■ Quoted text
--------
Okay, so the problem with being cold when you get older is that you don't get all-over cold, you just get cold in your extremities.  Like right now, I'm cold in my earlobes, my toes and my fingers.  And it SUCKS.  I can't even see straight, and I can tell that Yousuf is laughing at me, but because he is six weeks younger than me he won't understand what I'm talking about until the end of October.  On the other hand, he is sitting across from me in shorts and a t-shirt (it's FIFTY SIX DEGREES OUT, MAN) so maybe he's just immune to coldness.  I hates him.

Before I go and lecture my kids about how I used to walk uphill both ways in a snowstorm to school so they better stop laughing at me in my all-fleece leisure suit because I EARNED IT, YOUNG'UNS I will pause to tell you about my delightful new discovery (and no, it's not bifocals - even though I'm sure those aren't too far away in my future.  I have dreadful eyesight.  Oh, holy tea towels - I just used the word "dreadful".  I really am old).  I think they are hip and stylish and functional and I am told that all the young hip kids are wearing them.  And I got them on sale, so they make me extra happy because elderly people like to save money on necessities so that they can splurge on Vapo-Rub (I have a whole closet full!  You never know when you're going to need a mentholatum pick me up, peeps).

I give you:  Mahreen in the morning.  It's a scary sight, so here is your official warning.  You will note all the elements of someone aging not-so-gracefully:
- A cup of tea that is bigger than my head (it keeps me warm!): Check.
- Really awful morning hair.  Possibly thinning, which is why my earlobes might feel like tiny little icecubes: Check.
- Toothpaste stains (due to the fact that I tried to brush my teeth without wearing my glasses), which were mentioned to me at which point I gave the photographer my Patented Old Person Scowly Face: Check.
- The GLASSES.  The horrendous, pop-bottle glasses (this is how much I love you, friends...that I would reveal myself at my most vulnerable point in the day. I really don't get much more frightening-looking than this): Check.
- OLD LADY HANDWARMERS!!!!  ON SALE!  MY LIFE IS COMPLETE (unless they make earlobe warmers and then I can die a happy old woman who has lived a full, warm and toasty life)!  CHECK AND DOUBLE CHECK.

Approach with caution. Subject may try to entrap you in her bird's nest if you attempt to take away her preciousssssss handwarmers. Don't say you weren't warned.
--------
Stored items:
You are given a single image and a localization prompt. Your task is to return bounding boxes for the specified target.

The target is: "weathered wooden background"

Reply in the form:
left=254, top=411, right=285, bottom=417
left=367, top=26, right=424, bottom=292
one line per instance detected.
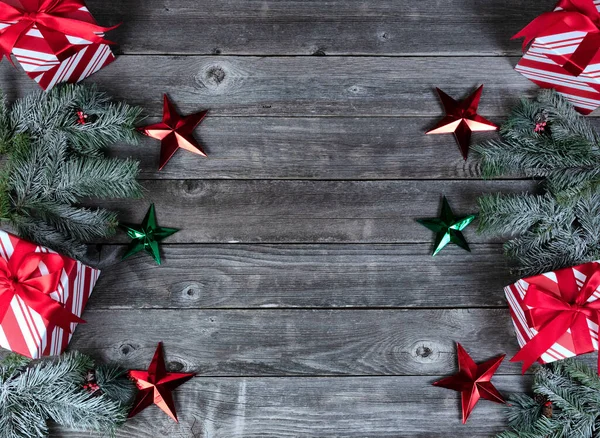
left=0, top=0, right=584, bottom=438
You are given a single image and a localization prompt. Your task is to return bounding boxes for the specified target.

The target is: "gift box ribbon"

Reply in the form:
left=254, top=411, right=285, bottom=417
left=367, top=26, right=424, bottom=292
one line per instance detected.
left=513, top=0, right=600, bottom=76
left=0, top=242, right=85, bottom=333
left=0, top=0, right=117, bottom=62
left=510, top=264, right=600, bottom=373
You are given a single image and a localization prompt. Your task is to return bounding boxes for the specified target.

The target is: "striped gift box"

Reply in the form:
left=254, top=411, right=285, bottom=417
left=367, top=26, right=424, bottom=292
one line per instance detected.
left=504, top=262, right=600, bottom=363
left=0, top=3, right=115, bottom=90
left=515, top=0, right=600, bottom=114
left=0, top=230, right=100, bottom=359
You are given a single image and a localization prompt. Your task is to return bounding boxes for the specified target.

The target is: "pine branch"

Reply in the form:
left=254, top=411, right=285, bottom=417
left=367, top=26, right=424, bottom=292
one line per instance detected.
left=0, top=352, right=135, bottom=438
left=474, top=90, right=600, bottom=275
left=0, top=85, right=142, bottom=257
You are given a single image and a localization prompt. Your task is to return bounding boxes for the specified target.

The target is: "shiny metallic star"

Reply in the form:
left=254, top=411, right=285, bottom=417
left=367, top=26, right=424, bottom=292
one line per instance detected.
left=139, top=94, right=208, bottom=170
left=417, top=196, right=476, bottom=256
left=433, top=343, right=506, bottom=424
left=426, top=85, right=498, bottom=160
left=129, top=342, right=195, bottom=421
left=119, top=204, right=179, bottom=265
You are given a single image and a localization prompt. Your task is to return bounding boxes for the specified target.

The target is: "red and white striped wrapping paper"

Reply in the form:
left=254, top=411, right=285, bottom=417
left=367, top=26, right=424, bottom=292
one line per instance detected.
left=0, top=2, right=115, bottom=90
left=0, top=230, right=100, bottom=359
left=515, top=0, right=600, bottom=114
left=504, top=262, right=600, bottom=363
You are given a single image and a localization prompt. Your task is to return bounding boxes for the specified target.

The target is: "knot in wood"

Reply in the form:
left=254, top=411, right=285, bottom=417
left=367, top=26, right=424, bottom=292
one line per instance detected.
left=410, top=341, right=440, bottom=363
left=206, top=66, right=225, bottom=86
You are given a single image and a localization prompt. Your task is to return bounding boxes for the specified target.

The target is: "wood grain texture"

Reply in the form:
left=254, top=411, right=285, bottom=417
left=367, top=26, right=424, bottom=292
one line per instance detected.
left=71, top=308, right=540, bottom=376
left=0, top=55, right=537, bottom=117
left=87, top=0, right=555, bottom=56
left=103, top=180, right=536, bottom=243
left=88, top=244, right=515, bottom=309
left=51, top=376, right=529, bottom=438
left=112, top=117, right=496, bottom=180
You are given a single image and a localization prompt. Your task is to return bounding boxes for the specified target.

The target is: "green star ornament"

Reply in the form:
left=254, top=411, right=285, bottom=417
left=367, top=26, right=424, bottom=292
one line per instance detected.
left=417, top=196, right=476, bottom=256
left=119, top=204, right=179, bottom=265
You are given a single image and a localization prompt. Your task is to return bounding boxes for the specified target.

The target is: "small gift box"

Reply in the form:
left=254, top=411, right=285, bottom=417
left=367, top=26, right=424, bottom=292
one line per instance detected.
left=0, top=0, right=115, bottom=90
left=0, top=230, right=100, bottom=359
left=504, top=262, right=600, bottom=372
left=513, top=0, right=600, bottom=114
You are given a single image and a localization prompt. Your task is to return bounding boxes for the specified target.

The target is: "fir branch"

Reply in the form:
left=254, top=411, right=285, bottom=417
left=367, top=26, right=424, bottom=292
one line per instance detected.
left=473, top=90, right=600, bottom=275
left=0, top=352, right=135, bottom=438
left=0, top=85, right=142, bottom=257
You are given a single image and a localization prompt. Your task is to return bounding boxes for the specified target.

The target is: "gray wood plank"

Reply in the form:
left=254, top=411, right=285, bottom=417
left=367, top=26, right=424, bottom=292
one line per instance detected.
left=0, top=55, right=537, bottom=116
left=70, top=308, right=540, bottom=376
left=52, top=368, right=530, bottom=438
left=113, top=117, right=496, bottom=179
left=87, top=0, right=555, bottom=56
left=88, top=244, right=515, bottom=309
left=97, top=180, right=536, bottom=246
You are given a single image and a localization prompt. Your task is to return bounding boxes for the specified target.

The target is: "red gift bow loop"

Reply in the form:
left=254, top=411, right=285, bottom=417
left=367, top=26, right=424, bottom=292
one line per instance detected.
left=0, top=246, right=85, bottom=333
left=510, top=267, right=600, bottom=373
left=512, top=0, right=600, bottom=76
left=0, top=0, right=119, bottom=63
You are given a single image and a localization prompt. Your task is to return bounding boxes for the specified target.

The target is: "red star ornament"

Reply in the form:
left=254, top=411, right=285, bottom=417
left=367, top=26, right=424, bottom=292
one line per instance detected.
left=129, top=342, right=195, bottom=422
left=433, top=343, right=506, bottom=424
left=139, top=94, right=208, bottom=170
left=426, top=85, right=498, bottom=160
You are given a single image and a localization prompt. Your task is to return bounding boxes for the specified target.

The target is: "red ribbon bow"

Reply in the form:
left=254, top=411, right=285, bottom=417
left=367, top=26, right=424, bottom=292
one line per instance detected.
left=510, top=263, right=600, bottom=373
left=512, top=0, right=600, bottom=76
left=0, top=0, right=118, bottom=62
left=0, top=244, right=85, bottom=333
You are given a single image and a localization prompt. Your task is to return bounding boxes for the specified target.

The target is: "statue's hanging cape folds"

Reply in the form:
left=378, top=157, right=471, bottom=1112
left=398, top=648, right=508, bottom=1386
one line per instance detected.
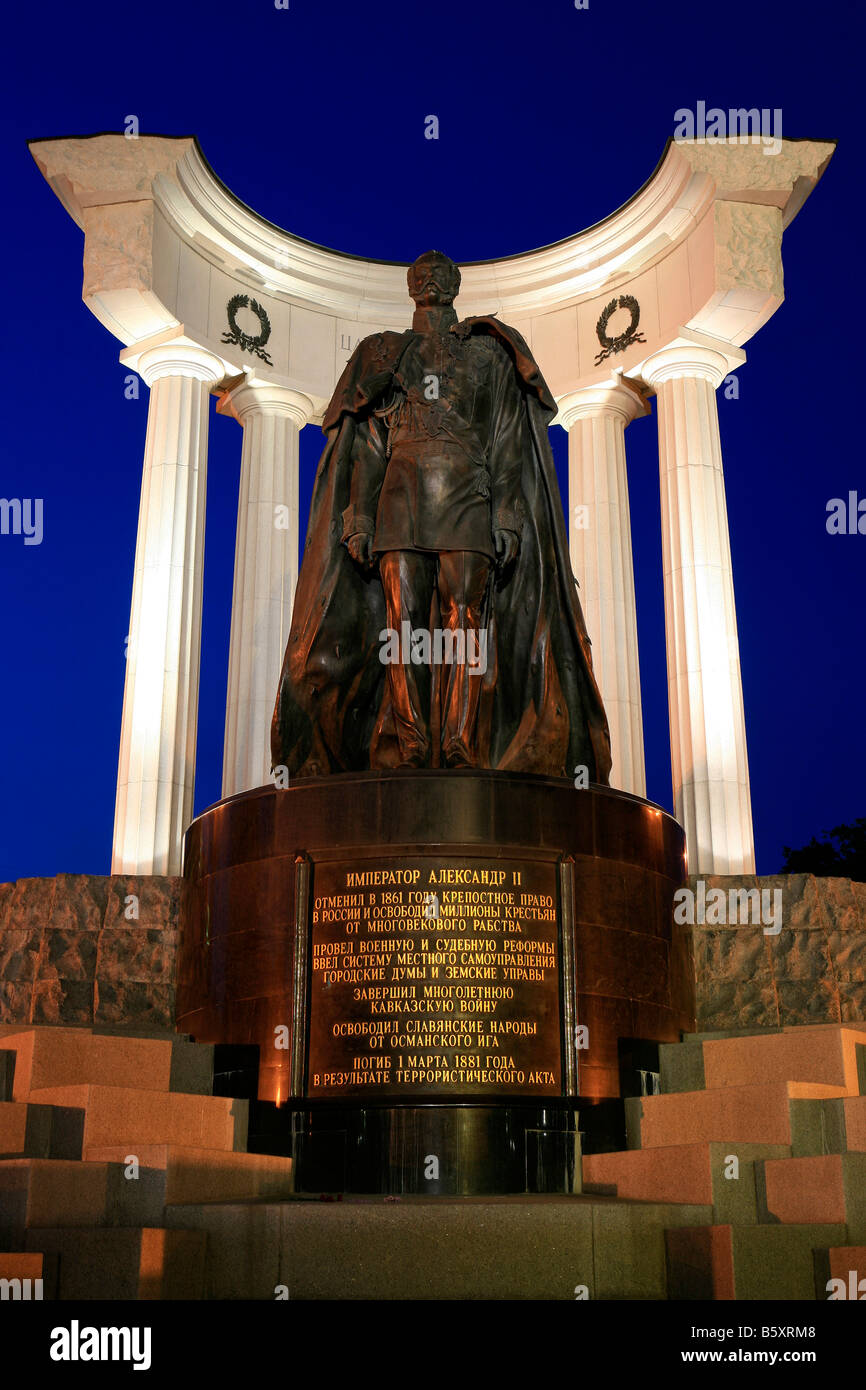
left=271, top=316, right=610, bottom=784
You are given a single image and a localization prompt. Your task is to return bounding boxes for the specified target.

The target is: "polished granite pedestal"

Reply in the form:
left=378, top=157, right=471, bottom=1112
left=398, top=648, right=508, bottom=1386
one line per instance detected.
left=177, top=770, right=694, bottom=1195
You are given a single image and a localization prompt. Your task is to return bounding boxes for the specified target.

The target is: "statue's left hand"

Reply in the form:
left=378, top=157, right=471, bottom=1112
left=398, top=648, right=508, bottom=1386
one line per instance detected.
left=493, top=527, right=520, bottom=570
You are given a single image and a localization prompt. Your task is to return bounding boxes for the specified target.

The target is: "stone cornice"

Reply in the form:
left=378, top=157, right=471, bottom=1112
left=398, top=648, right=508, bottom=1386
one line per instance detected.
left=31, top=133, right=834, bottom=413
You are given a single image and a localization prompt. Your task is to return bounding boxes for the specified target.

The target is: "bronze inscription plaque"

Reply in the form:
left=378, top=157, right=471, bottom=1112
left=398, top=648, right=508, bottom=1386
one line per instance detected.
left=306, top=855, right=562, bottom=1099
--------
Do these statements agree with the post about feeling cold with age? Answer yes or no for each and quote the words from the post that decide it.
1. Yousuf is six weeks younger than the writer.
2. The writer paid full price for the handwarmers.
3. It is fifty-six degrees out.
Rely only on the text, not on the material.

1. Yes: "because he is six weeks younger than me"
2. No: "And I got them on sale"
3. Yes: "it's FIFTY SIX DEGREES OUT, MAN"